En México hay un fenómeno que se ha acrecentado en los últimos años y es el desplazamiento forzado interno. Miles de campesinos o indígenas abandonaron sus pueblos y comunidades a causa de la violencia y la miseria -algo que aumentó considerablemente a partir del inicio de la guerra contra los carteles del narcotráfico en el […]
En México hay un fenómeno que se ha acrecentado en los últimos años y es el desplazamiento forzado interno. Miles de campesinos o indígenas abandonaron sus pueblos y comunidades a causa de la violencia y la miseria -algo que aumentó considerablemente a partir del inicio de la guerra contra los carteles del narcotráfico en el año 2006-.
Si en México hace 50 años el 43% de la población vivía en las urbes hoy ya se sitúa en el 80%. Este es un verdadero drama demográfico casi imposible de revertir. Históricamente la nación mexicana ha sido un pueblo de campesinos, de agricultores, de ganaderos, de pescadores, de artesanos, pero a partir de al proceso de industrialización iniciado en los años 40 del siglo XX todo cambió por completo.
:::::
# SOLICITUD 1
Según el texto sobre el desplazamiento forzado interno en México, ¿qué porcentaje de la población vive hoy en las urbes?
# SOLICITUD 2
Prosiga el texto sobre el desplazamiento forzado interno en México a partir de su última oración.

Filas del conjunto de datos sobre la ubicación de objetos
:::::
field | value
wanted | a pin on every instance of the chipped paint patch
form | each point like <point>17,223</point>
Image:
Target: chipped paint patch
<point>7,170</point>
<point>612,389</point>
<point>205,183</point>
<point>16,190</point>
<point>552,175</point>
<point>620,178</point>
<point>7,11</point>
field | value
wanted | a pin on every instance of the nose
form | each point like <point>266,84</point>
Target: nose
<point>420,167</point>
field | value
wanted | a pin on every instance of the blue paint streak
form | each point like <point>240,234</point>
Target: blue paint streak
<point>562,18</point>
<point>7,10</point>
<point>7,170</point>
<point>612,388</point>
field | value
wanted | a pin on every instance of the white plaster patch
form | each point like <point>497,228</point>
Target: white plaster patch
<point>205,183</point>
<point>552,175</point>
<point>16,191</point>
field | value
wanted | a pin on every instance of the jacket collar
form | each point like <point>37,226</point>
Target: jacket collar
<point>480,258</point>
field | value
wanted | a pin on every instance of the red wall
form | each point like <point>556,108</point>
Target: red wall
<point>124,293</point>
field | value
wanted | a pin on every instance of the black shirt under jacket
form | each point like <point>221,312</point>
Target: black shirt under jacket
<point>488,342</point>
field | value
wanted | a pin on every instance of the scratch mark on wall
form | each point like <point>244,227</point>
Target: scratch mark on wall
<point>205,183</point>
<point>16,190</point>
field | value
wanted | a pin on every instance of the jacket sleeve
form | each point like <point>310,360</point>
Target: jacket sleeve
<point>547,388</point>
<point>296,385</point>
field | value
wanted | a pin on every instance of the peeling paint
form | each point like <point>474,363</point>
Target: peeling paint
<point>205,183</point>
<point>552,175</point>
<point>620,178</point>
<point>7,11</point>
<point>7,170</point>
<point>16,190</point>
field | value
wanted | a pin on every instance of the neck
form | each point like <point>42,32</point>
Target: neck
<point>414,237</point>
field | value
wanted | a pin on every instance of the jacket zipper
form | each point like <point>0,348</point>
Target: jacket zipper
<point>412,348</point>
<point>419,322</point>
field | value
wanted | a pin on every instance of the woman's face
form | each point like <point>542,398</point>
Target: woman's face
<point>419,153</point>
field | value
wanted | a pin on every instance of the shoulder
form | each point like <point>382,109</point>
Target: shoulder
:::::
# RESULTADO 1
El 80%.

# RESULTADO 2
El mundo rural, que es el garante de la soberanía alimentaria, se encuentra en plena decadencia o, mejor dicho, en vías de extinción. Además, el T-MEC no ha hecho más que acelerar su agonía. A marchas forzadas los indígenas y campesinos, artesanos y pescadores abandonan sus tierras atraídos por el espejismo de la gran ciudad (Sinónimo de progreso y desarrollo) o dispuestos a cruzar clandestinamente la frontera americana para unirse a los miles y miles de indígenas que ya residen allí legal o ilegalmente. 45 etnias de la república mexicana han sido alevosamente condenadas al destierro. Se ataca la resistencia civil y pacífica en defensa de sus territorios. Porque hay muchas comunidades decididas a resistir y dar su vida por la tierra que los vio nacer.
Estamos en la última fase de exterminio como ha sucedido con tantas otras etnias y pueblos indígenas de América a lo largo de los últimos 500 años.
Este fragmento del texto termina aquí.